You're right, those work tables _are_ expensive. And we have to remember that when we set a hot pan on it, the whole table top gets hot. But I love the big casters - I can just roll it around wherever I want. In fact, every cabinet in my kitchen is free-standing so I can just carry them out or re-arrange them. The sink cabinet is too, but I'd have to disconnect the plumbing to move it. I love the idea of a butcher's station. I've added that to my dream kitchen wish list now.


----------



## Fisher's Mom (May 2, 2008)

Oh yeah, PDS! If I had a breakfast nook like yours, I'd never get anything done! I can see myself sitting there all day at that gorgeous table, drinking coffee and gazing out all those windows. It must be heavenly!


----------



## jpmcgrew (May 2, 2008)

PDS love the windows so light and airy.


----------



## jpmcgrew (May 2, 2008)

MexicoKaren said:


> Fisher's Mom - I feel the same way! I love hearing about the new creations you are all making and to be able to see your kitchens (and glimpses of your families) is great fun. Even though they are all so different, it is clear that all of them are serious kitchens for real cooks (and most are also neater than mine- oh well....)


 MK my kitchen is rarely that neat for pics I just moved some junk from counter to table and vice-versa. I always tell people my house is messy because there are people who actually live in it.


----------



## Saphellae (May 2, 2008)

Bleh bleh bleh!!

We don't have any hot water in the building today   I really want a shower! We have a dinner date together tonight.


----------



## luvs (May 2, 2008)

Andy M. said:


> Jeeks, that's a very life-like dog statue.


 


Saphellae said:


> Bleh bleh bleh!!
> 
> We don't have any hot water in the building today  I really want a shower! We have a dinner date together tonight.


 

we didn't, either, fer 2 1/2 days! & we couldn't cook, either. thank goodness my friend offeref to let me use her shower.


----------



## suziquzie (May 2, 2008)

jpmcgrew said:


> MK my kitchen is rarely that neat for pics I just moved some junk from counter to table and vice-versa. I always tell people my house is messy because there are people who actually live in it.


 

Ditto!
I didn't post mine til today, because until this morning it had it's usual "lived-in" look!


----------



## ironchef (May 2, 2008)

Here's the kitchen where I do most of my cooking at:


----------



## MexicoKaren (May 2, 2008)

I am so impressed with your perseverance, Lfselover - I could probably never do that. As a matter of fact, I just skipped the whole issue of cabinet doors and have open shelves in my kitchen, like a real Mexican kitchen. Problem here is, unless you use _parota _wood or some other bug-resistant material (very expensive), the termites will just eat it up! Your butter dishes are awesome, by the way!


----------



## Saphellae (May 2, 2008)

Iron, looks like a great place to work! Everyone seems happy.


----------



## MexicoKaren (May 2, 2008)

Yep, he's got us all beat when it comes to cooking equipment.......love that BIG refrigerator!


----------



## fireweaver (May 2, 2008)
-=-=-
• Exercise directions:
Copy out everything in the kitchen thread from "Oh yeah, PDS!" down to "must be heavenly!", replacing "breakfast nook" with "sunroom".

Image region labeling entries
-=-=-
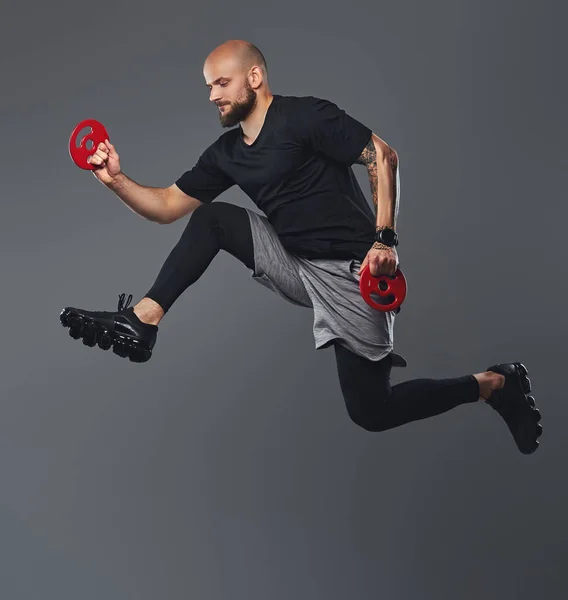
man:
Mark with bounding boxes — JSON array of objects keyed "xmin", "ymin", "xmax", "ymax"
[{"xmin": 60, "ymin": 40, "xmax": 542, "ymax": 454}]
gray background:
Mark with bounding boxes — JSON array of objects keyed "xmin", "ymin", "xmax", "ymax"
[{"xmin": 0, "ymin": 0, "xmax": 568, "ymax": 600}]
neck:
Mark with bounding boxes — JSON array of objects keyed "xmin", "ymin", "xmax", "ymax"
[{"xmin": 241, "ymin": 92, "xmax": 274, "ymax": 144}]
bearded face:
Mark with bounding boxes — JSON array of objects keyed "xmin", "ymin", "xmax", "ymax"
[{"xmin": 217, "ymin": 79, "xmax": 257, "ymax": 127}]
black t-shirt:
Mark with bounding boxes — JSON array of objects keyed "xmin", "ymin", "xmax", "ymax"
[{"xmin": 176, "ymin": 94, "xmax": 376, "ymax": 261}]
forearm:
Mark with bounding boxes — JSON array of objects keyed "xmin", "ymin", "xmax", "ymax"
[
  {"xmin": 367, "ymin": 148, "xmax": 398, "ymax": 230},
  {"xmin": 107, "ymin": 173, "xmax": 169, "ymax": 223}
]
-=-=-
• The completed task:
Oh yeah, PDS! If I had a sunroom like yours, I'd never get anything done! I can see myself sitting there all day at that gorgeous table, drinking coffee and gazing out all those windows. It must be heavenly!